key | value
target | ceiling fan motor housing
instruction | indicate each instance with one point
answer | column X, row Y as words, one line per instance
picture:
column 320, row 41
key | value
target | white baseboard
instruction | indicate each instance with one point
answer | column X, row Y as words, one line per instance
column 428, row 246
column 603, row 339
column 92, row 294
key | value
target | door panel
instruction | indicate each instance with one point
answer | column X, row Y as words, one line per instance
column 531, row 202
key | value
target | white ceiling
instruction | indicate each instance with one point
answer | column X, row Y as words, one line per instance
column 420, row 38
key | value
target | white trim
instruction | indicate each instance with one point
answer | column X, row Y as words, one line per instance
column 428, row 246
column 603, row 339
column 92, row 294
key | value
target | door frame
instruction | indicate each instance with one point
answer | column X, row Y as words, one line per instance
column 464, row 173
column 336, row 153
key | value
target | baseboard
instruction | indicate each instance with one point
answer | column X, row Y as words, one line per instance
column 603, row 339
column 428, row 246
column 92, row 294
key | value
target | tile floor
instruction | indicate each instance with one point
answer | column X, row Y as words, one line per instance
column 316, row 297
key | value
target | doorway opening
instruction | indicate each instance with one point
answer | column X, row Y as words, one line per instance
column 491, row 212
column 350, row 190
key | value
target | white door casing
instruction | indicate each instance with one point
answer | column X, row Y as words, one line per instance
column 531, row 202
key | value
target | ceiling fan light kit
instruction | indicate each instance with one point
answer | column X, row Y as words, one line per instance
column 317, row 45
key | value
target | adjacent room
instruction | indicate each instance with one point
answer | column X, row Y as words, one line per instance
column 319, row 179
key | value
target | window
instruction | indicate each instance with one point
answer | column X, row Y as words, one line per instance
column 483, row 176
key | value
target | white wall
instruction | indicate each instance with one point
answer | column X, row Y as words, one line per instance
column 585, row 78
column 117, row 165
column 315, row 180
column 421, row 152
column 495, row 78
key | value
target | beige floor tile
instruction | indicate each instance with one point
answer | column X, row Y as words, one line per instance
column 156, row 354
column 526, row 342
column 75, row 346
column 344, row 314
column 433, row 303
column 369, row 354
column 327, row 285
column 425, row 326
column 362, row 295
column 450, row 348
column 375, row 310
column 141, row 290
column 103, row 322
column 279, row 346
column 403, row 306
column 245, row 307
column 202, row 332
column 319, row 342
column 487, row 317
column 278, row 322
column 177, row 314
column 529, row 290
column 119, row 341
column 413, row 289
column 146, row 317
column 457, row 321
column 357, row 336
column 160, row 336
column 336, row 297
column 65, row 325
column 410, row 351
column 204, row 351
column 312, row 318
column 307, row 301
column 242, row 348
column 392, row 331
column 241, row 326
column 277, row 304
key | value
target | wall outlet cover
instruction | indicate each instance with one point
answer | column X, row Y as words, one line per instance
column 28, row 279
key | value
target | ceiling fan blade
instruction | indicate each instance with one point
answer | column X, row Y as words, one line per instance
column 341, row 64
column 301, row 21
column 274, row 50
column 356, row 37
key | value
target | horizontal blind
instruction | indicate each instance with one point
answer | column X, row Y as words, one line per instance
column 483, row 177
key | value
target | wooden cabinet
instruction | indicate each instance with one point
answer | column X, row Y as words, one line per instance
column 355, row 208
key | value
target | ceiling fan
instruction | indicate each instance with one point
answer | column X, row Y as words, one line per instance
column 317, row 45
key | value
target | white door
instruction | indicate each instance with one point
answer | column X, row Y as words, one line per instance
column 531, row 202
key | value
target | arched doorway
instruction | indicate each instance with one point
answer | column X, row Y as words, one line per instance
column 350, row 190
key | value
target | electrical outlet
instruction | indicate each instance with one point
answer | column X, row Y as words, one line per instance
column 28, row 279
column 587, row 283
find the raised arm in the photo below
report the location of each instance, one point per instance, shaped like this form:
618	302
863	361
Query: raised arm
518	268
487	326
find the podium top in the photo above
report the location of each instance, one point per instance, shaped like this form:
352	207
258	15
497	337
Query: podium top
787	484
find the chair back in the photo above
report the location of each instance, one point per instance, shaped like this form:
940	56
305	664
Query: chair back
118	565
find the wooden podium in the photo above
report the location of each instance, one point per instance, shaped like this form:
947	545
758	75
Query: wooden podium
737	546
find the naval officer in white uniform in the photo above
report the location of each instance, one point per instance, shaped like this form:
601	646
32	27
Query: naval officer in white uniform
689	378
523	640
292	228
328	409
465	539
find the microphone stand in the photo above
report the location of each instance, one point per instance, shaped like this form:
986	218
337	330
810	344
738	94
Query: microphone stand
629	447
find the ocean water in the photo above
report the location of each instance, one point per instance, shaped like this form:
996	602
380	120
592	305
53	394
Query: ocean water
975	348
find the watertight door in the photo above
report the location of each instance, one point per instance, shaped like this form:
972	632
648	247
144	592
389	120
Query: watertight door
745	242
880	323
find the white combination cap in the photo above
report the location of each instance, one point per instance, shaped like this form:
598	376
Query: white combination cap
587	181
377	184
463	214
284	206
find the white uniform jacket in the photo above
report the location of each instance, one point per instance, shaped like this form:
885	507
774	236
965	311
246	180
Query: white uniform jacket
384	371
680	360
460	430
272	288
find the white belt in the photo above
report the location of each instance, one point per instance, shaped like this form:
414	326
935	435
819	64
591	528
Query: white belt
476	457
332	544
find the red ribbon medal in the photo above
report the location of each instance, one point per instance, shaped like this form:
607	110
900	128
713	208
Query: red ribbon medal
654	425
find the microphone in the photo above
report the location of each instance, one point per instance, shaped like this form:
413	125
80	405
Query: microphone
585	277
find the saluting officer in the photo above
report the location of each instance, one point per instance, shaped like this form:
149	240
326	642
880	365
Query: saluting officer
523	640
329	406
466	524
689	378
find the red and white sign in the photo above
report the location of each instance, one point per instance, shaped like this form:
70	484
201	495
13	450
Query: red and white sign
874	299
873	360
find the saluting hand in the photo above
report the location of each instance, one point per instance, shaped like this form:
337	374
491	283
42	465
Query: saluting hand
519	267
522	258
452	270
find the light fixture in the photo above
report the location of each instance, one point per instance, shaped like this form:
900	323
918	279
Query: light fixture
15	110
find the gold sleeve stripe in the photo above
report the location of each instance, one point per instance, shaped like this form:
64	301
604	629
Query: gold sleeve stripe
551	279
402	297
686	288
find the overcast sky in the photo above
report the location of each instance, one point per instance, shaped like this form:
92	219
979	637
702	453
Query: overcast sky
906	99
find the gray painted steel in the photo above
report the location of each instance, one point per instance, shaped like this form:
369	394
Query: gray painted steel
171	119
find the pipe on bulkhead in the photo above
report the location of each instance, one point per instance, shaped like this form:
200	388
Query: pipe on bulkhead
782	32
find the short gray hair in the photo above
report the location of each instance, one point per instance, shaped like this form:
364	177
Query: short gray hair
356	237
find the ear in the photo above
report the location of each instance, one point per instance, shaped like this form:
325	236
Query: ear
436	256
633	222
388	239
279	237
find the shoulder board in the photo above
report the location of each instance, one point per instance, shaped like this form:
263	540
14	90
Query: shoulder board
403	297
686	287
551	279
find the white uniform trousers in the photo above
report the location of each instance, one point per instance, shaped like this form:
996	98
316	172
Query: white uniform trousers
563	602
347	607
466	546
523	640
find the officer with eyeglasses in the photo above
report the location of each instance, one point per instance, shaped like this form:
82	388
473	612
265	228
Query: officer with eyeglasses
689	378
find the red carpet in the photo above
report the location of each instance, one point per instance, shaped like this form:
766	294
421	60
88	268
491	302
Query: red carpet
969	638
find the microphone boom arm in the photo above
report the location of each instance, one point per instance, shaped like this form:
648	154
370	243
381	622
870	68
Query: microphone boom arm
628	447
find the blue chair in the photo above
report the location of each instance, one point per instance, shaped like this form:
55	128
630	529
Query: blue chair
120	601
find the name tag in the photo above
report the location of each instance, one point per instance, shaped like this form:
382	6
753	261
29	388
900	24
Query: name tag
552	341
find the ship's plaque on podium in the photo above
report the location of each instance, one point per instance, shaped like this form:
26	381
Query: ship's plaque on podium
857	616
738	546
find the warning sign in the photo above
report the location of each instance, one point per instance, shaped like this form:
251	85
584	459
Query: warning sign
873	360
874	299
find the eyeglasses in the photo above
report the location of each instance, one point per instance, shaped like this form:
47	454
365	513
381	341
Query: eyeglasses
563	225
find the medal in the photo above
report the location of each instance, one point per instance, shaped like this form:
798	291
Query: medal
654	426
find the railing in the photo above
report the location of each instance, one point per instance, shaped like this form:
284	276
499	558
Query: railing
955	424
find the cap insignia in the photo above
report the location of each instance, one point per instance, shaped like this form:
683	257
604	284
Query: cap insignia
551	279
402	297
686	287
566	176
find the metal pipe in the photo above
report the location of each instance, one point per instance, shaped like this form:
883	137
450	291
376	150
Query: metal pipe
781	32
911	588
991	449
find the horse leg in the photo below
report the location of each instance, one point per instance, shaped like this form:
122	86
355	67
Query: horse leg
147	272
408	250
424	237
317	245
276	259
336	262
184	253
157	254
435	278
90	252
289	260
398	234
• • • • •
| What this task involves |
Note how many lines in the data above contain "below", then state that number alone.

| Answer box |
2